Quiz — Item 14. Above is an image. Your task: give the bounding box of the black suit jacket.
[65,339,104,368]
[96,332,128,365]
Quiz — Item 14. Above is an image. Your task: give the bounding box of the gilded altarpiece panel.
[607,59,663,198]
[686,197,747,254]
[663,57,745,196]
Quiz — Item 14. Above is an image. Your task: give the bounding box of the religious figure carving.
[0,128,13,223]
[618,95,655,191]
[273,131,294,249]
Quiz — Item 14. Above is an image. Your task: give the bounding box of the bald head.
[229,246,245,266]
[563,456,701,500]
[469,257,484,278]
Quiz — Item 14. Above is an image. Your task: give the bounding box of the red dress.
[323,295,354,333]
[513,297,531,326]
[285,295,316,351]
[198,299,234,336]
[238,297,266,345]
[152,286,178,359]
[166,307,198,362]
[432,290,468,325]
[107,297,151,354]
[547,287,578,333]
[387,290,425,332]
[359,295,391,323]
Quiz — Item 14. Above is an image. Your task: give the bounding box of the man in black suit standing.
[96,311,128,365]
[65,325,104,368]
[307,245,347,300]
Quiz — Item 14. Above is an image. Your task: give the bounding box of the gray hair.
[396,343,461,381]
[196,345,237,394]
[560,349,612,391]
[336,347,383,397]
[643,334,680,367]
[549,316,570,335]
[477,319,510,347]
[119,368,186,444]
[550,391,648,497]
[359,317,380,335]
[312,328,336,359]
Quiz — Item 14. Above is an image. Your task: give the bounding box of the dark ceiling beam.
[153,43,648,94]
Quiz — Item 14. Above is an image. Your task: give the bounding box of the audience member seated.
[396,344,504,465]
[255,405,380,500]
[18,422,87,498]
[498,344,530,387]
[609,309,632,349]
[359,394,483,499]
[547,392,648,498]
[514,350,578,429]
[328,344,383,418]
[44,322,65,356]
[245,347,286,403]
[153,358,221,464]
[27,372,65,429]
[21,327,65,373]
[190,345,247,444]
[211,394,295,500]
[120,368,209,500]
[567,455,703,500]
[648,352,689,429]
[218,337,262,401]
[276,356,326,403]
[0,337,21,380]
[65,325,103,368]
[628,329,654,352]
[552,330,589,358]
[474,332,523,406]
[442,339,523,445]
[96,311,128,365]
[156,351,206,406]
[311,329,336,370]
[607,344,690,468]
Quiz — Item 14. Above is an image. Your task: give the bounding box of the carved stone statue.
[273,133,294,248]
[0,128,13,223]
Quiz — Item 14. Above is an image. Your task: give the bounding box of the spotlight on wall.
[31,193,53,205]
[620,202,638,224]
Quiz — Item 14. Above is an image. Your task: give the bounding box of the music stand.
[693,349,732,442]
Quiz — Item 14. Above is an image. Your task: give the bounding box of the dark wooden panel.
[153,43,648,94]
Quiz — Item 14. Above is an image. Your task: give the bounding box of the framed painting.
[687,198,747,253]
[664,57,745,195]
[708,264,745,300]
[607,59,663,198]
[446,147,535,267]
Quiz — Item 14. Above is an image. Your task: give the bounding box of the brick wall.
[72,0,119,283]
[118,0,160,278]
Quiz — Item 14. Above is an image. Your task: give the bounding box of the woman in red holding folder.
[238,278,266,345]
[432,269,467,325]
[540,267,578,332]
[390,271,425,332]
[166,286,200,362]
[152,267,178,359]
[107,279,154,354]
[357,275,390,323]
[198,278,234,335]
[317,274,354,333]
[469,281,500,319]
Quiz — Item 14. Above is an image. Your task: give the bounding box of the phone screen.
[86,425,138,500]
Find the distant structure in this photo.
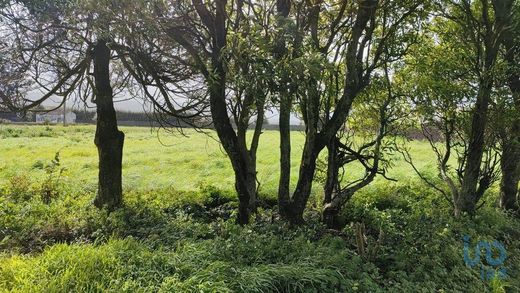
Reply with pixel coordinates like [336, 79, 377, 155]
[36, 109, 76, 124]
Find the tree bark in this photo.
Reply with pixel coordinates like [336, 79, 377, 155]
[92, 40, 125, 210]
[273, 0, 292, 218]
[460, 0, 512, 215]
[500, 137, 520, 210]
[282, 0, 377, 225]
[500, 16, 520, 210]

------------------------------------

Format every line of the entries above as a JSON list of strings, one string per line, with blank lines omitted. Leave the picture out of your answer.

[
  "Quiz — Item 14. Above is an image. Your task: give the bounding box of the black suit jacket.",
  "[65,339,104,368]",
  "[96,332,128,365]",
  "Quiz — Item 14. Above is an image. Your task: give the bounding box of the gilded altarpiece panel.",
  "[607,59,663,198]",
  "[686,197,747,254]",
  "[663,57,745,196]",
  "Quiz — Item 14. Above is an image. Your task: give the bounding box of the religious figure carving.",
  "[0,128,13,223]",
  "[618,95,655,191]",
  "[273,131,294,249]",
  "Quiz — Item 14. Above is an image. Your task: give the bounding box of the bald head.",
  "[229,246,245,266]",
  "[563,456,701,500]",
  "[469,257,484,278]",
  "Quiz — Item 14. Above is an image. Your task: give the bounding box of the red dress.",
  "[323,295,354,333]",
  "[513,297,531,326]",
  "[285,295,316,351]",
  "[198,299,234,336]",
  "[238,297,266,345]",
  "[152,286,178,359]",
  "[166,307,198,362]",
  "[432,290,468,325]",
  "[107,297,151,354]",
  "[547,287,578,333]",
  "[387,290,425,332]",
  "[359,295,391,323]",
  "Quiz — Item 14. Above is an image. Your task: give the bounding box of the man in black suit standing.",
  "[96,311,128,365]",
  "[65,325,104,368]",
  "[307,245,347,300]",
  "Quiz — Item 14. Above is an image. Your task: give the bounding box of the gray hair.",
  "[396,343,461,381]",
  "[196,345,237,394]",
  "[560,349,612,391]",
  "[336,347,383,397]",
  "[643,334,680,367]",
  "[549,316,570,335]",
  "[477,319,510,347]",
  "[119,368,186,444]",
  "[550,391,648,497]",
  "[359,317,380,335]",
  "[312,328,336,359]",
  "Quiz — Item 14. Above is an image. Your task: give the bounding box of the dark ceiling beam.",
  "[153,43,648,94]",
  "Quiz — Item 14. Above is an image. Your task: give the bounding box of the audience member seated.",
  "[396,344,504,465]",
  "[255,405,380,500]",
  "[18,422,87,498]",
  "[498,344,530,387]",
  "[609,309,632,349]",
  "[359,394,483,499]",
  "[547,392,648,498]",
  "[514,350,578,429]",
  "[328,344,383,418]",
  "[44,322,65,356]",
  "[245,347,286,403]",
  "[153,358,221,464]",
  "[27,372,65,429]",
  "[21,327,65,373]",
  "[190,345,247,444]",
  "[211,394,295,500]",
  "[120,368,209,500]",
  "[567,455,703,500]",
  "[648,352,689,429]",
  "[218,337,262,401]",
  "[276,356,326,403]",
  "[0,337,21,380]",
  "[65,325,103,368]",
  "[628,329,654,352]",
  "[552,330,589,358]",
  "[474,332,523,406]",
  "[442,339,523,445]",
  "[96,311,128,365]",
  "[156,351,206,406]",
  "[311,329,336,370]",
  "[607,344,690,468]",
  "Quiz — Item 14. Above is an image. Your task: give the bounding box of the carved stone statue.",
  "[273,133,294,248]",
  "[0,128,13,223]",
  "Quiz — Item 14. Above is an image. Your task: give the bounding box of the spotlight on wall.",
  "[31,193,53,205]",
  "[620,202,638,224]",
  "Quiz — Item 14. Above is an image. Your task: give the bounding box of the music stand.",
  "[693,349,732,442]",
  "Quiz — Item 14. Above is an image. Your task: give the bounding box of the dark wooden panel.",
  "[153,43,648,94]",
  "Quiz — Item 14. Above is an image. Your task: give the bounding box of the framed painting.",
  "[687,198,747,253]",
  "[664,57,745,195]",
  "[708,264,745,300]",
  "[607,59,663,198]",
  "[446,147,535,267]",
  "Quiz — Item 14. Above is an image. Your task: give the bounding box of the brick wall.",
  "[72,0,119,283]",
  "[118,0,160,278]",
  "Quiz — Item 14. Above is an image. Your task: give the bounding box of the woman in red holding folder.",
  "[238,278,266,345]",
  "[432,269,467,325]",
  "[540,267,578,332]",
  "[390,271,425,332]",
  "[166,286,200,362]",
  "[152,267,178,359]",
  "[107,279,154,354]",
  "[357,275,390,323]",
  "[198,278,234,335]",
  "[317,274,354,333]",
  "[469,281,500,319]",
  "Quiz — Item 14. Above is an image. Your task: give the bounding box of the phone screen.",
  "[86,425,138,500]",
  "Find the distant structure in this photo.",
  "Reply with pixel coordinates like [336, 79, 377, 155]",
  "[36, 109, 76, 124]",
  "Find the tree bark in this photo.",
  "Reply with pixel coordinates like [336, 79, 377, 155]",
  "[92, 40, 125, 210]",
  "[273, 0, 292, 218]",
  "[460, 0, 512, 215]",
  "[500, 137, 520, 210]",
  "[282, 0, 377, 225]",
  "[500, 16, 520, 210]"
]